### Materials provided:
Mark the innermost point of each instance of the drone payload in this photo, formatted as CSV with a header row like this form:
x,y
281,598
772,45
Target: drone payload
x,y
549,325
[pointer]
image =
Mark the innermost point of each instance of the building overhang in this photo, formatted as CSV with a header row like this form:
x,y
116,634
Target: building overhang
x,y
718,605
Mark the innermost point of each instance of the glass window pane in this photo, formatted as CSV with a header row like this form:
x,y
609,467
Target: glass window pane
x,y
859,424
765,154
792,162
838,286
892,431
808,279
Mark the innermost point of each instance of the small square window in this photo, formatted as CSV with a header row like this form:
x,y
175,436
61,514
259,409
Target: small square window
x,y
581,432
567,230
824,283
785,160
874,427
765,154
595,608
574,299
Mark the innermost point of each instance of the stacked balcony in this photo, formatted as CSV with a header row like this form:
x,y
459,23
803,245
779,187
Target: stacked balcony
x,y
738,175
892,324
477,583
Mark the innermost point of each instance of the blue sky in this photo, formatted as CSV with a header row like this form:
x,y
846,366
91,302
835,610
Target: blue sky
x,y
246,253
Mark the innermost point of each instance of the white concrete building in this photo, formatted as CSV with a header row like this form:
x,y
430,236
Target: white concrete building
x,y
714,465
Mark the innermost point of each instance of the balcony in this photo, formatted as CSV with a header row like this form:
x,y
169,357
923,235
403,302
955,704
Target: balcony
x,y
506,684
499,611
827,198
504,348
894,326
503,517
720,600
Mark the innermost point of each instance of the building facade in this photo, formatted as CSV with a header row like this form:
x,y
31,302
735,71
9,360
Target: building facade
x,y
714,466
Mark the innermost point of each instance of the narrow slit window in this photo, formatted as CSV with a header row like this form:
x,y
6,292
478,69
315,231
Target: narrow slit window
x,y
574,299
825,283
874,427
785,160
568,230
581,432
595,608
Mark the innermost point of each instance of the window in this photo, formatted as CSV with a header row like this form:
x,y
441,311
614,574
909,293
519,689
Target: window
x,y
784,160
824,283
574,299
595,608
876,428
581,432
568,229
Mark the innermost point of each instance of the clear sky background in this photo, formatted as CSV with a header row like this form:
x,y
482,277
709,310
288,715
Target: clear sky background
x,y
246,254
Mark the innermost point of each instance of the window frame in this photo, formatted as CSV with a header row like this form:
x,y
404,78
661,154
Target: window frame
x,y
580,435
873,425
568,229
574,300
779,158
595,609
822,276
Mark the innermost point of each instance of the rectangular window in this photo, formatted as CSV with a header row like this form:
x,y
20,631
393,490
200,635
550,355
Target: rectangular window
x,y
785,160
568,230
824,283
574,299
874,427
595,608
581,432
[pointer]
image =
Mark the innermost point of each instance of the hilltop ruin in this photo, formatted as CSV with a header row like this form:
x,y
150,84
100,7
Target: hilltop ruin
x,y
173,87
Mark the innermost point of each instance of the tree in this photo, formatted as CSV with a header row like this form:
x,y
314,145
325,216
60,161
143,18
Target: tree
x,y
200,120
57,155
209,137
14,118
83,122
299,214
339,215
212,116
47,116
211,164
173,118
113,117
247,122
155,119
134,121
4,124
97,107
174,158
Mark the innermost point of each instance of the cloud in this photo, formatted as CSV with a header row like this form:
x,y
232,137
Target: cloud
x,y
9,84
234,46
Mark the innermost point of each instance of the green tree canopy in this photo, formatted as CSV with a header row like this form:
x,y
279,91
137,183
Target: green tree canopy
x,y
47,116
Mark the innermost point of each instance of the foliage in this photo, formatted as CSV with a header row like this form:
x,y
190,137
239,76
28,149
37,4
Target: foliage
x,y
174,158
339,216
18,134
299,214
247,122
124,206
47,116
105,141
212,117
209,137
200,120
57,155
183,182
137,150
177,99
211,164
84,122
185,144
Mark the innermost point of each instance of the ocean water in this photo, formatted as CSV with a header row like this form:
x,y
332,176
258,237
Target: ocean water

### Exercise instructions:
Transcribe all of the data above, character for character.

### Task result:
Mark the innermost point of each instance of the drone payload in this photo, formatted as CSV with a header row like this form:
x,y
281,598
772,45
Target: drone payload
x,y
549,325
[pointer]
image =
Mark the innermost point of each instance of the building overhang in this photo, formatted as CSV with a header row like this form:
x,y
116,634
Target: building overhang
x,y
718,605
Mark the innermost point of each instance of the glass window pane in this photo, formatted as CSV with a header row like this form:
x,y
609,467
Target: glass window pane
x,y
859,424
765,154
792,162
838,286
892,431
808,279
Mark the innermost point of each instance of the small square window in this photo, formatted as CSV with a header row like this form:
x,y
175,436
61,514
259,409
Target: small square window
x,y
581,432
567,230
824,283
785,160
874,427
765,154
595,608
574,299
Mark the innermost point of each instance of the stacked balcony in this photo, formatted as CSV with a header row like this form:
x,y
459,23
803,245
779,187
Target: stacked balcony
x,y
738,175
892,324
477,583
Mark the innermost point of each instance of the blue sky in this photo, formatted as CSV with a header row like this form:
x,y
846,366
91,302
835,610
Target: blue sky
x,y
246,253
Mark the innermost point of each instance of the white concrete building in this photo, formatted as CSV with a header row like this form:
x,y
430,236
Target: white concrete building
x,y
714,465
Mark the innermost point of each instance of the balcony in this photo, formatted as CSV with a header row like this form:
x,y
169,357
923,235
403,302
955,704
Target: balcony
x,y
506,684
499,611
827,198
504,348
894,326
503,517
720,600
Mark the innermost point of each instance of the building facade in this photo, formatted as CSV with a header row like this form:
x,y
31,302
735,71
9,360
Target: building facade
x,y
714,466
Mark the innermost point of each instance of the narrow slit window in this photo, formatted as CSV with a header row like this form:
x,y
6,292
478,69
315,231
Target: narrow slit window
x,y
574,299
825,283
874,427
785,160
568,230
581,432
595,608
Mark the innermost point of each instance of the window in this photo, formatted as CSV with a header row like this form:
x,y
441,311
614,574
909,293
519,689
Target: window
x,y
784,160
824,283
574,299
595,608
876,428
581,432
568,229
Mark the innermost point of each instance of the clear sky background in this photo, formatted as CSV with a header row like this form:
x,y
482,277
709,310
288,715
Target: clear sky background
x,y
246,254
Mark the innermost point of each instance of the window frame in this photo, formatted as CSV with a header row like this form:
x,y
404,78
661,154
Target: window frame
x,y
580,435
873,425
568,229
574,300
779,158
595,609
822,276
Mark the innermost point of each instance of the rectangular window in this photo, formatted as CSV with a header row like this form:
x,y
20,631
393,490
200,635
550,355
Target: rectangular window
x,y
785,160
568,230
824,283
574,299
874,427
595,608
581,432
[pointer]
image =
Mark the innermost point of each instance of the hilltop ruin in this photo, formatted as CSV with a header row like this form:
x,y
150,84
100,7
Target: hilltop ruin
x,y
173,87
Mark the innermost point of each instance of the tree in this photo, formatted as CSV with a header row like this form:
x,y
314,145
325,216
60,161
143,18
Target: tree
x,y
200,120
57,155
209,137
14,118
83,122
299,214
339,215
212,116
47,116
211,164
173,118
113,117
247,122
155,119
134,121
4,124
97,107
174,158
Mark the innermost point of each instance of the cloud in this photo, formatted as CSV with a header row like this form:
x,y
232,137
Target: cloud
x,y
9,84
234,46
Mark the innermost point of each instance of the green tree canopy in this photo, formatted as CSV with a header row like this form:
x,y
279,91
137,183
Target: green tree canopy
x,y
47,116
Mark the innermost point of each instance of the foliage in this photo, formatted as CSV with a header row like this form:
x,y
190,137
239,76
28,149
37,4
Target: foliage
x,y
174,158
339,216
18,134
299,214
247,122
124,206
47,116
105,141
212,117
209,137
200,120
57,155
183,182
137,150
177,99
211,164
84,122
185,144
Mark the innermost point of each instance of the ocean water in this photo, formatted as CSV with a header row like this form:
x,y
332,176
258,237
Target: ocean water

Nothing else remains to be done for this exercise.